**Supplied text:**
● ● ● ● ● ● ●

Monday, May 22, 2006

Just over two weeks ago, this newspaper reported on a workshop held by the Pan American Health Organisation (PAHO) in association with the Caribbean Poultry Association and the ministries of health and agriculture to train people to identify and handle the highly pathogenic avian influenza or bird flu.

The health ministry and the government, we were told at the workshop, had high on their agenda the impending threat of the disease and the potential it holds for triggering a human pandemic.

In fact, the health minister, Mr Horace Dalley, went further. He told the conference that a National Animal Emergency Committee was set up by the government to concentrate on efforts needed to face an outbreak of bird flu and its potential threat to animals.

He also spoke of the $13.5 million approved by the Cabinet, on the recommendation of a task force, to strengthen surveillance and laboratory capacity within the Veterinary Services Division of the Ministry of Agriculture.

An Animal Disease Emergency Preparedness Plan and a surveillance programme for farm poultry, migratory birds and shore birds have also been activated, Minister Dalley reported.

The health authorities, we believe, are to be congratulated for taking these preventative steps and for staging this workshop, which was also aimed at providing relevant information to the public by improving risk communication skills among stakeholders; helping in planning preparedness strategies in anticipation of crises; and providing the tools for monitoring stakeholder concerns.

The importance of easily available information and its comprehensive dissemination to the public, almost to the point of saturation, cannot be over-emphasized in relation to this disease.

For, as we have already heard from Dr Lee Jong-wook, the World Health Organisation (WHO) director-general, only about 50 countries have concrete plans to effectively deal with this highly pathogenic H5N1 virus, and the others are either scrambling to have a plan or have plans that are inadequate.

The WHO has also reminded us that a fully transmissible human pandemic virus normally takes three months to spread worldwide after it first appears. It is highly likely, therefore, that every country will be affected.

● ● ● ● ● ● ●

**Questions on the material:**
**A)** Reproduce the portion of the bird flu text between "The WHO has" and "will be affected.", inclusive.
**B)** Translate this sentence from the bird flu text into Spanish: "An Animal Disease Emergency Preparedness Plan and a surveillance programme for farm poultry, migratory birds and shore birds have also been activated, Minister Dalley reported."

Stored entries
● ● ● ● ● ● ●

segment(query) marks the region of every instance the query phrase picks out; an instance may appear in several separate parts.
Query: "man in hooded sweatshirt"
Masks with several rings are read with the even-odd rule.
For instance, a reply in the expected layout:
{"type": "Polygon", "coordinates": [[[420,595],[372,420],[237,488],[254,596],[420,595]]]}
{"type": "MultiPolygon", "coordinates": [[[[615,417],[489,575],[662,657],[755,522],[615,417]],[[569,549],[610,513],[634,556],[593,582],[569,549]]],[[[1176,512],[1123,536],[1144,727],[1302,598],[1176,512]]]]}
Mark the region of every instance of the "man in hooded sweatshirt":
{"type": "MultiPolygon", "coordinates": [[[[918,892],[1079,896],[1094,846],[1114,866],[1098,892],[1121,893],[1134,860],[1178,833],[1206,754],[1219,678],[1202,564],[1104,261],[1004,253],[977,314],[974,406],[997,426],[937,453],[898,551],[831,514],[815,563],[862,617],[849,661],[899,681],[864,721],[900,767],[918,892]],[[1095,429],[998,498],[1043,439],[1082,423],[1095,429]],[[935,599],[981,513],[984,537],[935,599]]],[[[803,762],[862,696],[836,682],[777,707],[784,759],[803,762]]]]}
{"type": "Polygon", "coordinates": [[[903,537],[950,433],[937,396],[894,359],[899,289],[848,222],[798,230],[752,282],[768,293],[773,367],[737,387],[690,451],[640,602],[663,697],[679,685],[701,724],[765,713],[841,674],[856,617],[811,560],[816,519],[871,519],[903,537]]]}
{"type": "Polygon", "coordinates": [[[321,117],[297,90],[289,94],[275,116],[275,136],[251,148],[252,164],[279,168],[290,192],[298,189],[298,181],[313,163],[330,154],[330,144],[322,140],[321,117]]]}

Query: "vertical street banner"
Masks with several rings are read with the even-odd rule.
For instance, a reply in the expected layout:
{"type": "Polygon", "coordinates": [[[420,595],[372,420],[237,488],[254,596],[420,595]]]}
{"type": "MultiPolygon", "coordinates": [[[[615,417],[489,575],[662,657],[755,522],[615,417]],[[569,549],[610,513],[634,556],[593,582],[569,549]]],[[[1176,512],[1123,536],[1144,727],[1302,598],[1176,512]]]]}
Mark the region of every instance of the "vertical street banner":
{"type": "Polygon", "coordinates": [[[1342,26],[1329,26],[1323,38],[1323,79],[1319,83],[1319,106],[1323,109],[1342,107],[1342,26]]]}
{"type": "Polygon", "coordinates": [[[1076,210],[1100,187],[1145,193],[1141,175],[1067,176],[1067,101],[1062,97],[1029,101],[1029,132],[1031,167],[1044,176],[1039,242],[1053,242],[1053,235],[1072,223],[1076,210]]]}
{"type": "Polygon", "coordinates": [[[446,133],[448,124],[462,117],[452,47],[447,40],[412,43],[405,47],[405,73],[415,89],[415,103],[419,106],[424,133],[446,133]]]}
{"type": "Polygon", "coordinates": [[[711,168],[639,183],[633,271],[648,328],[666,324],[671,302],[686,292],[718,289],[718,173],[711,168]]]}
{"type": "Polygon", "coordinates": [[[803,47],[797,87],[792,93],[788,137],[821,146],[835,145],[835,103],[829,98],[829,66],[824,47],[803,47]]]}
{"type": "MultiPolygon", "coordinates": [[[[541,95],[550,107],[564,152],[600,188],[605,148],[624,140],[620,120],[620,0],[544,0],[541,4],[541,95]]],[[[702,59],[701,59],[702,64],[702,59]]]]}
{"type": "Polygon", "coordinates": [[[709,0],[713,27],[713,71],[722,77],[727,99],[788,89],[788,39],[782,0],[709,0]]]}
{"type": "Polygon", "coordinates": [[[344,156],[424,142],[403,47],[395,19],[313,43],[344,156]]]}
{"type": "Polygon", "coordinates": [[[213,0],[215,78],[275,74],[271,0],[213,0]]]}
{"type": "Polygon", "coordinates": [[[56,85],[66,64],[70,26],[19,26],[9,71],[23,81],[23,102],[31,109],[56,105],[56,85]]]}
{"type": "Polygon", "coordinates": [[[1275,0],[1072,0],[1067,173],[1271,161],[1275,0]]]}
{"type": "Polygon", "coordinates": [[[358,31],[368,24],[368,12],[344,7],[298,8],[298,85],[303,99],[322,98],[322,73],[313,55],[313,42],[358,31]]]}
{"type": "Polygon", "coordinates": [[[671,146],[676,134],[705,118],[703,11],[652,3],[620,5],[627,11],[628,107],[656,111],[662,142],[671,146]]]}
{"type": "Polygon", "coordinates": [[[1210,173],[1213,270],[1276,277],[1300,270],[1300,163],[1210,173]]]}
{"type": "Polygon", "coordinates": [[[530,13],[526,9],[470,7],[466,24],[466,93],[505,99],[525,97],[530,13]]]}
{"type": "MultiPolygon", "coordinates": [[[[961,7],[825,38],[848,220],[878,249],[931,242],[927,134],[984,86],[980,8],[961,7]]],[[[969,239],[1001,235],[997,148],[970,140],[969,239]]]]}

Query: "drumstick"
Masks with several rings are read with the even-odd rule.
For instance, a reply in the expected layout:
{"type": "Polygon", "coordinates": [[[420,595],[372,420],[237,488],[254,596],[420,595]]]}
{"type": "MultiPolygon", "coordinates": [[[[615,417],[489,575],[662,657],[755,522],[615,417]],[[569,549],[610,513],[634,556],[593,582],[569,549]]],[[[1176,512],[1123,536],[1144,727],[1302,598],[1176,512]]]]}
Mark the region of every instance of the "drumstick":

● ● ● ● ● ● ●

**Solutions in order:**
**A)**
The WHO has also reminded us that a fully transmissible human pandemic virus normally takes three months to spread worldwide after it first appears. It is highly likely, therefore, that every country will be affected.

**B)** También se han activado un Plan de Preparación para Emergencias por Enfermedades Animales y un programa de vigilancia de las aves de corral de granja, las aves migratorias y las aves costeras, informó el ministro Dalley.